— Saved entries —
────
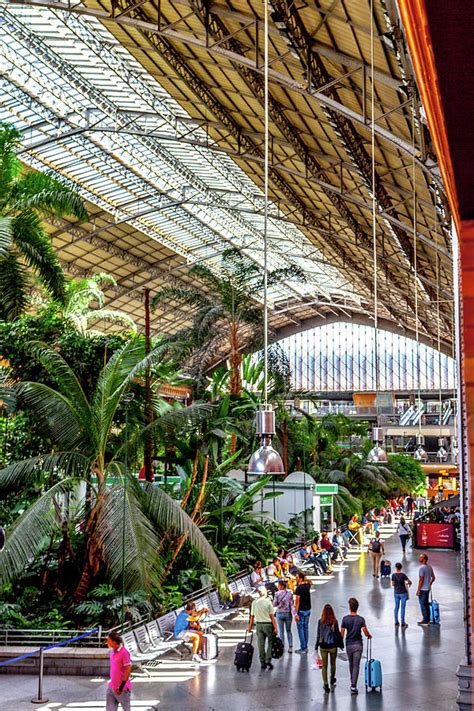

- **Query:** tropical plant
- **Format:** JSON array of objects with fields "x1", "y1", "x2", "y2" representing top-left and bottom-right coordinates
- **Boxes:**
[
  {"x1": 0, "y1": 339, "x2": 224, "y2": 600},
  {"x1": 74, "y1": 584, "x2": 151, "y2": 627},
  {"x1": 0, "y1": 123, "x2": 87, "y2": 319},
  {"x1": 152, "y1": 247, "x2": 304, "y2": 396},
  {"x1": 201, "y1": 476, "x2": 288, "y2": 571},
  {"x1": 60, "y1": 273, "x2": 137, "y2": 334},
  {"x1": 386, "y1": 453, "x2": 425, "y2": 495},
  {"x1": 317, "y1": 453, "x2": 403, "y2": 513}
]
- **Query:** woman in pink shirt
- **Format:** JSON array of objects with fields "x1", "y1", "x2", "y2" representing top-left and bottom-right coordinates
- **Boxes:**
[{"x1": 106, "y1": 631, "x2": 132, "y2": 710}]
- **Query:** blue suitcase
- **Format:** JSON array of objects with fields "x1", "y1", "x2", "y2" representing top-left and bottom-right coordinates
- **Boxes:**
[
  {"x1": 365, "y1": 639, "x2": 382, "y2": 692},
  {"x1": 430, "y1": 598, "x2": 440, "y2": 624}
]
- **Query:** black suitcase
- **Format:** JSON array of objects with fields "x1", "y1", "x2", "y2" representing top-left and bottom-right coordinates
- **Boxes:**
[
  {"x1": 271, "y1": 634, "x2": 284, "y2": 659},
  {"x1": 234, "y1": 633, "x2": 254, "y2": 672}
]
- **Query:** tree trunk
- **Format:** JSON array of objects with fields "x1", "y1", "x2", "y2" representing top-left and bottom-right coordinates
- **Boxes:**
[
  {"x1": 180, "y1": 449, "x2": 199, "y2": 511},
  {"x1": 73, "y1": 497, "x2": 103, "y2": 601},
  {"x1": 229, "y1": 321, "x2": 242, "y2": 454},
  {"x1": 144, "y1": 288, "x2": 154, "y2": 482},
  {"x1": 160, "y1": 456, "x2": 209, "y2": 582},
  {"x1": 282, "y1": 417, "x2": 288, "y2": 477}
]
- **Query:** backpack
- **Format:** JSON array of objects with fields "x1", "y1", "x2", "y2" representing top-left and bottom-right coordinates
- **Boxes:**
[
  {"x1": 371, "y1": 539, "x2": 381, "y2": 553},
  {"x1": 321, "y1": 622, "x2": 337, "y2": 646}
]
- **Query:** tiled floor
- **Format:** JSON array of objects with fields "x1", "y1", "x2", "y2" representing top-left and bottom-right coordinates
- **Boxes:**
[{"x1": 2, "y1": 529, "x2": 464, "y2": 710}]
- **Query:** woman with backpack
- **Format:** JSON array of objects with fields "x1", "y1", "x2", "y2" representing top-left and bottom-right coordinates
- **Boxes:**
[
  {"x1": 397, "y1": 516, "x2": 412, "y2": 552},
  {"x1": 273, "y1": 579, "x2": 294, "y2": 653},
  {"x1": 314, "y1": 604, "x2": 343, "y2": 693},
  {"x1": 368, "y1": 530, "x2": 384, "y2": 577}
]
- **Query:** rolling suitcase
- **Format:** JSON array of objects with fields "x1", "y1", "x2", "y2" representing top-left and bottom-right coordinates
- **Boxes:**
[
  {"x1": 365, "y1": 638, "x2": 382, "y2": 692},
  {"x1": 380, "y1": 560, "x2": 391, "y2": 577},
  {"x1": 201, "y1": 632, "x2": 219, "y2": 660},
  {"x1": 430, "y1": 595, "x2": 440, "y2": 624},
  {"x1": 234, "y1": 632, "x2": 254, "y2": 672},
  {"x1": 271, "y1": 635, "x2": 284, "y2": 659}
]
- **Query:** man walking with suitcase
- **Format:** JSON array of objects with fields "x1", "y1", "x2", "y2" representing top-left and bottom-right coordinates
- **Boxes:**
[
  {"x1": 248, "y1": 587, "x2": 278, "y2": 670},
  {"x1": 417, "y1": 553, "x2": 436, "y2": 625},
  {"x1": 341, "y1": 598, "x2": 372, "y2": 695}
]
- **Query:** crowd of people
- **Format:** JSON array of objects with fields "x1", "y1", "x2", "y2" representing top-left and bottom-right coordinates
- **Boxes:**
[{"x1": 105, "y1": 493, "x2": 443, "y2": 707}]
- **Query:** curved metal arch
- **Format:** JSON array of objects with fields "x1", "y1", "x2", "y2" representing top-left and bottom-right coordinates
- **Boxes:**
[
  {"x1": 273, "y1": 314, "x2": 453, "y2": 357},
  {"x1": 4, "y1": 0, "x2": 436, "y2": 176}
]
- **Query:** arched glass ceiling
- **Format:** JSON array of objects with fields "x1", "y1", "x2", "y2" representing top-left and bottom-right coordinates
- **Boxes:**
[
  {"x1": 275, "y1": 322, "x2": 456, "y2": 392},
  {"x1": 0, "y1": 5, "x2": 358, "y2": 306}
]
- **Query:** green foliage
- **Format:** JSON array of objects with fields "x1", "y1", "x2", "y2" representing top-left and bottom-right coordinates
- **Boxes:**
[
  {"x1": 58, "y1": 272, "x2": 137, "y2": 334},
  {"x1": 201, "y1": 476, "x2": 297, "y2": 572},
  {"x1": 74, "y1": 585, "x2": 151, "y2": 628},
  {"x1": 386, "y1": 453, "x2": 425, "y2": 495},
  {"x1": 0, "y1": 123, "x2": 87, "y2": 319},
  {"x1": 0, "y1": 309, "x2": 127, "y2": 397},
  {"x1": 0, "y1": 339, "x2": 224, "y2": 600},
  {"x1": 152, "y1": 247, "x2": 305, "y2": 395}
]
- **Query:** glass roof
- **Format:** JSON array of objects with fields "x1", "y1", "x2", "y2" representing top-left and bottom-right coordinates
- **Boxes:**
[{"x1": 0, "y1": 4, "x2": 361, "y2": 305}]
────
— What the exercise asks —
Count the lines in the records above that hold the word "glass", and give only that number.

— Solution for this problem —
2